WHAT IS BEING ASKED → What you should copy is the line containing "shower head, one per line" and all lines after it in the entries below, exactly and without anything added.

Stored data
-------

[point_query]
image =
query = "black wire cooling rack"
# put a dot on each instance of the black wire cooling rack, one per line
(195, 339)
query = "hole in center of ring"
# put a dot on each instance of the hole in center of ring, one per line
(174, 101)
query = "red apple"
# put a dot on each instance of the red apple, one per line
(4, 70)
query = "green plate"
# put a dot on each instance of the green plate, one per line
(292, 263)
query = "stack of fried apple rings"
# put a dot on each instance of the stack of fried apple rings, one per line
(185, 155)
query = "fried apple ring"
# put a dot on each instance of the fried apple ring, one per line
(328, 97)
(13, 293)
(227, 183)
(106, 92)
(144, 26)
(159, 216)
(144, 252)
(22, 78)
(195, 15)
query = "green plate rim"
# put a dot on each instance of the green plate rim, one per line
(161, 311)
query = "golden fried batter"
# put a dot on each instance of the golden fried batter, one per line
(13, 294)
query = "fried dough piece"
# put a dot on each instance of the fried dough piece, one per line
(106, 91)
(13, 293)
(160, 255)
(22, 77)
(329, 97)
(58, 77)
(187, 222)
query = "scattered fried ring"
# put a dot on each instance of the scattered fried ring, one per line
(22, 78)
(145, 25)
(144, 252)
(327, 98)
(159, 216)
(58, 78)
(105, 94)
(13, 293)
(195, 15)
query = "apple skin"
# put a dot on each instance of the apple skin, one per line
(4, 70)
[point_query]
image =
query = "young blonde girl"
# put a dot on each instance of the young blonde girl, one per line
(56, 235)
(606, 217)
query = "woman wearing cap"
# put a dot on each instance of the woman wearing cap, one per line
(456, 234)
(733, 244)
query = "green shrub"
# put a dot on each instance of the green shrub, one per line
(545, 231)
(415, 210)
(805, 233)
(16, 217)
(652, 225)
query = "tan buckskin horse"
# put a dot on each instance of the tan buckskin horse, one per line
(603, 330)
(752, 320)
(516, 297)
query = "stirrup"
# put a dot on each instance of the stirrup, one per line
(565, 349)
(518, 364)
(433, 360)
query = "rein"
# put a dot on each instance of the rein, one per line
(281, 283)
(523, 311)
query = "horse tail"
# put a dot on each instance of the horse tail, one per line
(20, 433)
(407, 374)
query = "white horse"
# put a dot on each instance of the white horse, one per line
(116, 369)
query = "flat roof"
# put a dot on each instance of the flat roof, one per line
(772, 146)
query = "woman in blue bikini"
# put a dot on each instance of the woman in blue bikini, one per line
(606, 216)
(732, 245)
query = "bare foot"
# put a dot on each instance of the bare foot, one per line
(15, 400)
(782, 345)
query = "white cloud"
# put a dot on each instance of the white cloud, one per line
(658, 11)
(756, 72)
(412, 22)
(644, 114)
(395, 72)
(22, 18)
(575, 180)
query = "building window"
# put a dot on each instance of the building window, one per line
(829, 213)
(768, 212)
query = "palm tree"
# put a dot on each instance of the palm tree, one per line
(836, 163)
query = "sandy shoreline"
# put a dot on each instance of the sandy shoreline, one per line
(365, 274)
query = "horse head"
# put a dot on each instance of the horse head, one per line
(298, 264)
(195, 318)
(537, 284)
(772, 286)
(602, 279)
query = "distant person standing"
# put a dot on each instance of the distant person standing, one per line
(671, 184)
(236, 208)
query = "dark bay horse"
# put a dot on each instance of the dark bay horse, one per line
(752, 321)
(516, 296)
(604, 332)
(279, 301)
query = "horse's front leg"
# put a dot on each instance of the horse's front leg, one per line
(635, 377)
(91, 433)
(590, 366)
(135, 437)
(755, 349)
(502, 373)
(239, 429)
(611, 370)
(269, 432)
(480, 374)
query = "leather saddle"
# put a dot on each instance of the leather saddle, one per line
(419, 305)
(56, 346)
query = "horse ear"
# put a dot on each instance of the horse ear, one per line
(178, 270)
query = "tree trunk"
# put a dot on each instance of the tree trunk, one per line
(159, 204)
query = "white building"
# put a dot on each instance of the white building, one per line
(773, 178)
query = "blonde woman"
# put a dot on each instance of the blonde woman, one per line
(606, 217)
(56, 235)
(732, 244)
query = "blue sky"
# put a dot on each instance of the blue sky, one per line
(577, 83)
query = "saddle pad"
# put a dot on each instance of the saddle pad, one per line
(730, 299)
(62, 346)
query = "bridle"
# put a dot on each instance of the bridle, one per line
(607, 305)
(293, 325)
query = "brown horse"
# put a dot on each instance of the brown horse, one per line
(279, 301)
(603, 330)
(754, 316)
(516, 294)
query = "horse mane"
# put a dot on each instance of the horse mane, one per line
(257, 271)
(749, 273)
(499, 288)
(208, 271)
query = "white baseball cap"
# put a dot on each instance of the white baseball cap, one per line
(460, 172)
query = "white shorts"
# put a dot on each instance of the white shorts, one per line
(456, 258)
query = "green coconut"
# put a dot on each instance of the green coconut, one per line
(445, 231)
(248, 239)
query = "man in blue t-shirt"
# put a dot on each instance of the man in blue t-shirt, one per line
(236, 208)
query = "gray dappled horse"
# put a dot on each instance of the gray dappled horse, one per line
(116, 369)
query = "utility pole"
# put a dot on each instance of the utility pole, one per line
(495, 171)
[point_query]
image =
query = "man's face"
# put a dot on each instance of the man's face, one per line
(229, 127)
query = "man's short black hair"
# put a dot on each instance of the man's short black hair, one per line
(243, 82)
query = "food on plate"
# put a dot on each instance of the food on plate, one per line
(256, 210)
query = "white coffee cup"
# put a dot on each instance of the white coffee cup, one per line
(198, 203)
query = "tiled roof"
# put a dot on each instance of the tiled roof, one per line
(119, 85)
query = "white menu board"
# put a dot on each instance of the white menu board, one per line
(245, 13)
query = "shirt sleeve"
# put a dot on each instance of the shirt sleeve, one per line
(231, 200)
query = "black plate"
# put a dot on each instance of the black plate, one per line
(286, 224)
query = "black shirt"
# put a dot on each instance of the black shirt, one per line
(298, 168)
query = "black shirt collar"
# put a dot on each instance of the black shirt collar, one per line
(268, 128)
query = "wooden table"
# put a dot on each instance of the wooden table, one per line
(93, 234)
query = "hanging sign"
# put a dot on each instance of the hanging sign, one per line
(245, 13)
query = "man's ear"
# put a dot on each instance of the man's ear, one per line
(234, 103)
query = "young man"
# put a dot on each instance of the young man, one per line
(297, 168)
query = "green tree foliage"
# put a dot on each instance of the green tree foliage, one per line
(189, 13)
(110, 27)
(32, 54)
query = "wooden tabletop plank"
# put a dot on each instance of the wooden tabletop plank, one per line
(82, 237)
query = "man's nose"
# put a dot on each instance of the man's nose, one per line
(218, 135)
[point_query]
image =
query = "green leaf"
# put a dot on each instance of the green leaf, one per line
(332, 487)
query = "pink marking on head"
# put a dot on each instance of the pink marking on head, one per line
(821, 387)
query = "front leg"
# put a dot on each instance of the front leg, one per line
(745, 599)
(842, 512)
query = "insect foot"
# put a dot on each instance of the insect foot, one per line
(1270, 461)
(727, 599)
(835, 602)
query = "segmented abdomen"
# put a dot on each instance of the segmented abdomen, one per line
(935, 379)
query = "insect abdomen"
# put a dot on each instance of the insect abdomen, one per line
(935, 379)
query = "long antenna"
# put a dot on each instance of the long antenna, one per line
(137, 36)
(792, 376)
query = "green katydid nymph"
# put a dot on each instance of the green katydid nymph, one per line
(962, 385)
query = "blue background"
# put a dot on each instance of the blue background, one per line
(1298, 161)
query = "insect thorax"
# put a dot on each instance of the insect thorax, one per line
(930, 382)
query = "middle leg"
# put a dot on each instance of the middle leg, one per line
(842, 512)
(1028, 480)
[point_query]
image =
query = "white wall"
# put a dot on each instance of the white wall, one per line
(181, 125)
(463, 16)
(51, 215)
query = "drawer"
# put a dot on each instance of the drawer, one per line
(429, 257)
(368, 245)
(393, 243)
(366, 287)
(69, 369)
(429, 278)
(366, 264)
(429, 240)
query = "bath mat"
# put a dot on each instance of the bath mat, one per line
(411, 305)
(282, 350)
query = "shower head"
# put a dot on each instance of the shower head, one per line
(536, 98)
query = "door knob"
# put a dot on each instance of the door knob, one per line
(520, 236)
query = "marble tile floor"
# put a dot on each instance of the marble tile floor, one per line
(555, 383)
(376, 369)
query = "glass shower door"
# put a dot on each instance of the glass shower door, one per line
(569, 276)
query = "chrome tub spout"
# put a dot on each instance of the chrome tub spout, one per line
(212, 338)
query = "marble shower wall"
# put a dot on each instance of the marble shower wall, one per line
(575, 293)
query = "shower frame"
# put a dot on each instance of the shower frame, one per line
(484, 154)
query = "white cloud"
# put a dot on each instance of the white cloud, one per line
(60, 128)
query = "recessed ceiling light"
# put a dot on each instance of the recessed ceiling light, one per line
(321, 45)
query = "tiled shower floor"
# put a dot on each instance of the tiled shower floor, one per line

-------

RESULT OF THIS EXERCISE →
# put a dot on each instance of the shower head, one per line
(536, 98)
query = "door knob"
# put a dot on each instance of the door knob, one per line
(520, 236)
query = "marble tile floor"
# put a dot on each instance of the marble tile floor, one per line
(555, 383)
(376, 369)
query = "glass shower door"
# put a dot on each instance of the glass shower door, one per line
(569, 276)
query = "chrome tub spout"
# put a dot on each instance of the chrome tub spout, one per line
(212, 338)
query = "marble shower wall"
# put a dot on each instance of the marble shower wall, one per line
(575, 293)
query = "shower frame"
# put a dot on each instance of the shower frame, one per line
(484, 154)
query = "white cloud"
# put a dot on each instance of the white cloud, one per line
(60, 128)
query = "recessed ceiling light"
# put a dot on each instance of the recessed ceiling light, one per line
(321, 45)
query = "tiled shower floor"
# put a dot on each instance of the tiled shower floor, one per line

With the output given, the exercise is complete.